+++ Reading text
A series in patients undergoing cardiac catheterisation found it affected 1.4% of those having the procedure.[2]

The syndrome is thought to affect up to 25% of those undergoing angiography, although this may just represent a higher-risk population than any inherent risks associated with the procedure.[3] In a postmortem series, using tissue sections from patients who had abdominal aortic aneurysm repair, up to 77% were found to have cholesterol embolisation.

Risk factors[2]

  • Male gender.
  • Age >50 years.
  • Known atherosclerosis.
  • History of hypertension.
  • Smoking.
  • Elevation of C-reactive protein (CRP) before arterial instrumentation.
  • Co-existence of mitral valve annular calcification.

It can uncommonly affect those who develop accelerated atheromatous disease due to dyslipidaemia or other causes of enhanced vascular risk.

The most common embolic source is the aorta, so it tends to cause disruption of blood supply to the visceral organs and lower extremities. The syndrome should be considered as a cause of deteriorating renal function, worsening hypertension, distal ischaemia or sudden-onset multisystem dysfunction after an invasive arterial procedure.

The syndrome can manifest in a myriad of presentations, making diagnosis a challenge.[3] It may directly affect all tissues of the body with the exception of the lungs. However, systemic inflammatory mediators released by cholesterol emboli may affect pulmonary tissues.

Symptoms and signs

Cholesterol embolisation is characterised by a nonspecific acute inflammatory response leading to constitutional symptoms including:[1]

  • Fever.
  • Cachexia.
  • Nonspecific malaise.
  • Myalgia.
  • Acute respiratory distress syndrome (ARDS) due to circulating inflammatory mediators.
++++++
*Work to complete:*
1. According to the cholesterol embolisation text, why does the syndrome tend to disrupt blood supply to the visceral organs and lower extremities? Answer in one to three sentences.
2. Please rewrite the part of the cholesterol embolisation text from "A series in" to "valve annular calcification.", replacing "angiography" with "arteriography".
+++ Dataset excerpts
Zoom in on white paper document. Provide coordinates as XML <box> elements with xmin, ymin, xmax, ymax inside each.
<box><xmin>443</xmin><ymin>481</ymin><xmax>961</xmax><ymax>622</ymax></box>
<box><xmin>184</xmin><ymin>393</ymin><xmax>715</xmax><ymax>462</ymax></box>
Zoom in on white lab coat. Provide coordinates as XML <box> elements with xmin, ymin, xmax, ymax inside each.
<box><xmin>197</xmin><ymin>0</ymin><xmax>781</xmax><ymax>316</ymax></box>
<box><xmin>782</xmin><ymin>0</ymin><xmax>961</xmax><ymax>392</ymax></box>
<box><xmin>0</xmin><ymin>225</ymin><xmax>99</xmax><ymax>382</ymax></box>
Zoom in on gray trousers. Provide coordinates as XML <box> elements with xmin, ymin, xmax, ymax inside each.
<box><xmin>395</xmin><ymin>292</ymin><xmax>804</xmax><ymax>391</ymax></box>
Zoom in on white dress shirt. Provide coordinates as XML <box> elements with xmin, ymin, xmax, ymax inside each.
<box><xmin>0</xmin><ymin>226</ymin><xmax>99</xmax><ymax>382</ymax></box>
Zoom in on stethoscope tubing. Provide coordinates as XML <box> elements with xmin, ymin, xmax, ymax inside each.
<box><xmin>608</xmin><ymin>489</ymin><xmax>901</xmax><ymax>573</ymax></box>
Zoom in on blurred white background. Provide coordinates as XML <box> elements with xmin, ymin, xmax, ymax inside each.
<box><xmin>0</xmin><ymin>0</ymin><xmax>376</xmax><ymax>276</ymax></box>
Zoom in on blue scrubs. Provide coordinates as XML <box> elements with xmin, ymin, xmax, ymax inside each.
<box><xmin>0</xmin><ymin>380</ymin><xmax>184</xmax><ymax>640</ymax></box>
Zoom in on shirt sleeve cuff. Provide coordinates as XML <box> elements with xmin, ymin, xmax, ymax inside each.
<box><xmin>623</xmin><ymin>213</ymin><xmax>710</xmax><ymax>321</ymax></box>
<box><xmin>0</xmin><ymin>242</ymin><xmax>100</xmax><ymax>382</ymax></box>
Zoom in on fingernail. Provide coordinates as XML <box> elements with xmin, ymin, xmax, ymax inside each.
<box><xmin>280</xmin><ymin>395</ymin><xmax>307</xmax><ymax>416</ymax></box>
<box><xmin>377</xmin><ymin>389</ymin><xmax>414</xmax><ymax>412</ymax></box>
++++++
*Answers to the exercise:*
1. The aorta is the most common embolic source, so the syndrome tends to disrupt blood supply to the visceral organs and lower extremities.

2.
A series in patients undergoing cardiac catheterisation found it affected 1.4% of those having the procedure.[2]

The syndrome is thought to affect up to 25% of those undergoing arteriography, although this may just represent a higher-risk population than any inherent risks associated with the procedure.[3] In a postmortem series, using tissue sections from patients who had abdominal aortic aneurysm repair, up to 77% were found to have cholesterol embolisation.

Risk factors[2]

  • Male gender.
  • Age >50 years.
  • Known atherosclerosis.
  • History of hypertension.
  • Smoking.
  • Elevation of C-reactive protein (CRP) before arterial instrumentation.
  • Co-existence of mitral valve annular calcification.